Margaret Ashton, writing a letter to the same edition, very much regrets this action and emphasises that the Women's Peace Crusade is neither pro-German nor unpatriotic. She cites 'tremendous majorities at open meetings in Leeds, York, Birmingham, Glasgow, Blackburn, Nelson and other towns.'

But there was discontent in the air ... on 6 July 1917, just before the first Crusade, the Manchester Guardian reported that the Commission for the North West on Industrial Unrest had visited the Manchester and Salford ILP to discuss the unrest caused by the high cost of living and the lack of a coherent rationing policy. The Labour Leader reports that the police raided a meeting organised in Manchester to celebrate the 'dawn of freedom in Russia'. The Manchester campaign collapsed but the women continued to support other Crusades across the NW and their names crop up time and time again throughout these pages tracking the Peace Crusade across Lancashire, Yorkshire, Cumberland and Westmorland during 1917-1918

But women were always creative as young activist Mabel Phythian recalled in November 1917, 'I remember being in the Women's International League office - looking across to Manchester Town Hall, and on one occasion I was in the office for some reason, and the police raided it. We had some pamphlets which were banned - I knew the Salford police didn't ban and the Manchester police did ban the list of casualties. And we had great fun just going over the Manchester boundary and handing out the lists to Manchester people crossing the Salford boundary!' (Quoted in Liddington The Long Road to Greenham) There were no more Crusades in Manchester after 1917 but peace meetings continued in the city until the end of the war.

* **TASKS AND EXERCISES**
**1.** According to the Women's Peace Crusade text, on what date did the Manchester Guardian report the visit of the Commission for the North West on Industrial Unrest?
**2.** Reproduce a passage of the Women's Peace Crusade text word for word, starting with "But women were" and going on through "of the war.".

* **DATA ENTRIES**
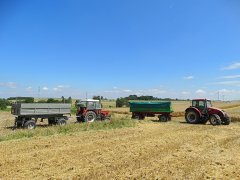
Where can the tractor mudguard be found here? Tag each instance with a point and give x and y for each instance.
(194, 109)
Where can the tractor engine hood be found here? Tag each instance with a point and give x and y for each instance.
(216, 110)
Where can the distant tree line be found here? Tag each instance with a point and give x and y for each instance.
(32, 100)
(22, 99)
(4, 103)
(98, 98)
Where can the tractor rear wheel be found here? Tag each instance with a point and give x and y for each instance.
(163, 118)
(215, 120)
(30, 124)
(90, 116)
(62, 122)
(192, 117)
(226, 120)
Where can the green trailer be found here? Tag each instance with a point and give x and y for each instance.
(140, 110)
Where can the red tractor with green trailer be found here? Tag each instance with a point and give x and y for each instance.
(201, 111)
(91, 110)
(143, 109)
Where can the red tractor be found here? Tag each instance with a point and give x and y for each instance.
(202, 111)
(90, 110)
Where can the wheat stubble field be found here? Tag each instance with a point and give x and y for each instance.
(149, 150)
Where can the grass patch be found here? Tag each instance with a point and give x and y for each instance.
(115, 123)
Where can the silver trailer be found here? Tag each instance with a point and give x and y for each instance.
(27, 114)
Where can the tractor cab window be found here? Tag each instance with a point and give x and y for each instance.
(201, 104)
(194, 103)
(209, 104)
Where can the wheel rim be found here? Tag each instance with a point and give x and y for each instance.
(62, 123)
(192, 117)
(90, 118)
(31, 126)
(163, 118)
(213, 120)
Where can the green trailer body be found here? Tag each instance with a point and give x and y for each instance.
(157, 107)
(140, 110)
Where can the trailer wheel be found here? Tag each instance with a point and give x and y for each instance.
(51, 121)
(226, 121)
(30, 124)
(163, 118)
(215, 120)
(192, 117)
(90, 116)
(62, 122)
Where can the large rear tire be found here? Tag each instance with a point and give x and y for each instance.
(30, 124)
(226, 121)
(192, 117)
(90, 116)
(215, 120)
(163, 118)
(62, 122)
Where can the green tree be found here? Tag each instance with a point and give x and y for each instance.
(120, 102)
(4, 103)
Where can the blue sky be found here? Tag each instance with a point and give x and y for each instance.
(164, 48)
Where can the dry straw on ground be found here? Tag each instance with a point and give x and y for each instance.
(151, 150)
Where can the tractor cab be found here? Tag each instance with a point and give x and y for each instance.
(89, 104)
(90, 110)
(202, 104)
(202, 111)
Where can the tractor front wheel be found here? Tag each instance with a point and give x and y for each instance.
(90, 116)
(192, 117)
(215, 120)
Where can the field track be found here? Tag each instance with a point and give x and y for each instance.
(150, 150)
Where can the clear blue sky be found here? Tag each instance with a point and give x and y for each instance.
(164, 48)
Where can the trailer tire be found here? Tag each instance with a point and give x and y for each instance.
(90, 116)
(30, 124)
(192, 117)
(163, 118)
(227, 120)
(215, 120)
(62, 122)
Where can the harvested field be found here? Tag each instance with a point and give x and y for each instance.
(150, 150)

* **SOLUTIONS FOR EACH TASK**
**1.** 6 July 1917

**2.**
But women were always creative as young activist Mabel Phythian recalled in November 1917, 'I remember being in the Women's International League office - looking across to Manchester Town Hall, and on one occasion I was in the office for some reason, and the police raided it. We had some pamphlets which were banned - I knew the Salford police didn't ban and the Manchester police did ban the list of casualties. And we had great fun just going over the Manchester boundary and handing out the lists to Manchester people crossing the Salford boundary!' (Quoted in Liddington The Long Road to Greenham) There were no more Crusades in Manchester after 1917 but peace meetings continued in the city until the end of the war.